PROBLEM DESCRIPTION:
Carry on the article below about Airbnb's stock after its first-quarter 2024 earnings, picking up right after its last sentence.

** Opening SELECTED EXCERPT block **

Airbnb Stock Plummets After Earnings, But is It a Buy?

AirBnb stock forecast

First-quarter earnings are arguably the most important reports for any stock to release, as they set the tone for the rest of the year and give investors insight into their current—and potential—holdings. After reporting its own set of first-quarter 2024 results, shares of Airbnb Inc. (NASDAQ: ABNB) fell by 8.5% on what could be the wrong conclusions coming from the market.

After digesting what happened within the company’s financials, investors could renew their hopes to see Airbnb stock return to its former glory and even make potentially new all-time high prices. Markets and analysts give investors enough evidence to believe in Airbnb’s bullish potential, but that’s not all. 

Compared to peers like Booking Holdings Inc. (NASDAQ: BKNG) and Trip.com Group Limited Inc. (NASDAQ: TCOM), Airbnb holds the most market attention for good fundamental reason. Investors could soon realize that the price reaction is more part of a broader economic worry within the consumer discretionary sector

Understanding Investor Worries

After expanding month after month since 2020, the ISM services PMI index has fallen into a contraction, according to its latest reading for April 2024. Because discretionary spending and services stocks like Airbnb fall into this category, investors may have gotten slightly spooked. 

Nothing wrong with taking profits – if there are any -though investors should consider if they can stomach the realization of how many percentage points of upside they potentially left on the table. 

The services sector isn’t the only one contracting; manufacturing businesses have also been contracting for over 15 months. Because of this, the Federal Reserve (the Fed) may consider cutting interest rates sooner rather than later, even with stubbornly high inflation rates. 

Rate cuts could push consumer discretionary spending toward Airbnb, as it is directly tied to domestic and international travel budgets. At the same time, even if the Fed doesn’t cut rates, rent inflation is reported to be one of the main drivers of the sticky U.S. inflation rates experienced today. 

Because consumers – in their right minds – won’t lock in leases at record high rates, nor are they looking to finance a new home at 7.5% mortgages and an average home price that is now 32% higher than pre-pandemic prices, Airbnb also becomes a solution for those looking to weather the housing inflation storm. 

Airbnb’s Fundamentals Show

The company’s key performance indicators (KPIs), such as gross booking value and nights and experiences booked, rose by attractive rates over the year. 

According to management’s shareholder letter, gross bookings jumped by 12% to reach $22.9 billion, with nights and experiences booked advancing by 9.2% during the same period.

** Closing SELECTED EXCERPT block **
** Opening DATA SHOWN block **

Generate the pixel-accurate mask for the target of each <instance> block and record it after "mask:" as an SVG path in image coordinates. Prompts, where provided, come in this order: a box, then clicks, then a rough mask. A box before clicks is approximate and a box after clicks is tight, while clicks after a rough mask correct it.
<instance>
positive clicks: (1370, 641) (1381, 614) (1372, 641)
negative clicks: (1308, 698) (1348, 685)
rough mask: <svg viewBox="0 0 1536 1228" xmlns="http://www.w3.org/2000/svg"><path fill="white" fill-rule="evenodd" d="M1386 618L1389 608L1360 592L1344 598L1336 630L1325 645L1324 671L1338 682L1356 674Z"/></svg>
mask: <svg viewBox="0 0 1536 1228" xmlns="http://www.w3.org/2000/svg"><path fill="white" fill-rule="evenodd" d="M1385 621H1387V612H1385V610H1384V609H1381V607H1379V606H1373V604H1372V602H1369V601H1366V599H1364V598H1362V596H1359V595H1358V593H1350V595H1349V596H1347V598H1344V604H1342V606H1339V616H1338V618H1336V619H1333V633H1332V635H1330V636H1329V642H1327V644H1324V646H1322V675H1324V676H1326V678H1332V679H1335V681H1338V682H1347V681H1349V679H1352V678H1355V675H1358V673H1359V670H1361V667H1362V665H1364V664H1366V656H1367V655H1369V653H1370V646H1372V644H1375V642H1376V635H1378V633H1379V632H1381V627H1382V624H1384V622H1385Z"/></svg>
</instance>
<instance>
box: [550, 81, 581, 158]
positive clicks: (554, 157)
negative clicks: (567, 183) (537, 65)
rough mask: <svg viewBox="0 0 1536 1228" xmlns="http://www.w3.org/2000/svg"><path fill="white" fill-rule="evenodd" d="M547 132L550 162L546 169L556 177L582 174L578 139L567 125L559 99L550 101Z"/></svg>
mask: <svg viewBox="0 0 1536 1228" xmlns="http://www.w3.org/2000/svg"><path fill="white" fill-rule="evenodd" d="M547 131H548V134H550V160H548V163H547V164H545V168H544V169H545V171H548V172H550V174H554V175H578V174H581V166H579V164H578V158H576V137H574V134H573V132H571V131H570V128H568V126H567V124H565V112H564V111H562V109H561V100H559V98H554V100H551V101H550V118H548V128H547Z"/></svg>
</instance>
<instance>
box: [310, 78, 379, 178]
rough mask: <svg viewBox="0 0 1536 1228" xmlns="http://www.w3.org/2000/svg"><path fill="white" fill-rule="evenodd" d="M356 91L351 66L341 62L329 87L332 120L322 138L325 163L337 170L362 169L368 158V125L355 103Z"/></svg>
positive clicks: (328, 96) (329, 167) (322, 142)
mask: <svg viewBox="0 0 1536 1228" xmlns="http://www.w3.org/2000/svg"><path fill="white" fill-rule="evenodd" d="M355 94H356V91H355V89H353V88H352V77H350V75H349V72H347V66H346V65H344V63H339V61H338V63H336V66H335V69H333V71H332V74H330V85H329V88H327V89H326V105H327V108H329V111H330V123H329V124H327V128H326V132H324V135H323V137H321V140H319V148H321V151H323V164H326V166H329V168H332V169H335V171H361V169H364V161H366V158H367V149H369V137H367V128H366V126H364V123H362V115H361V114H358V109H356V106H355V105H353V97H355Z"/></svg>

** Closing DATA SHOWN block **

ANSWER SPACE:
Because of these drivers, Airbnb’s revenues rose by 18% over the year, far from the potential fears coming from investors today. Net income broke a first-quarter record of $264 million, or a 12% jump over the year. But here’s where investors can get all the benefits.

Airbnb’s free cash flow (operating cash flows minus capital expenditures) reached $1.9 billion, or a margin of 41%. Using this significant free cash flow, management bought back as much as $750 million worth of stock in the past quarter. 

Share buybacks typically mean management – the true insiders – think the stock may be undervalued or has a high probability of heading higher shortly, and that’s something that markets and Wall Street analysts agree on. 

Wall Street’s Take: Airbnb’s a Winner

Airbnb analysts could be conservative in their expectations of 16.8% EPS growth in the next 12 months since the company’s reported app downloads rose by 60% over the year, and the past quarter saw EPS growth of 127% alone. 

Because of this wide runway ahead for the stock, markets felt comfortable bidding it up in all the important ways. Starting with price action, Airbnb stock trades at 93% of its 52-week high, suggesting bullish momentum ahead. 

On a forward P/E basis, or how markets place a value today on tomorrow’s earnings, Airbnb leads the way. A multiple of 30.2x puts Airbnb at 73% above Booking’s 17.4x valuation. Airbnb is also above Trip.com’s 14.8x multiple, or a premium of roughly 104%.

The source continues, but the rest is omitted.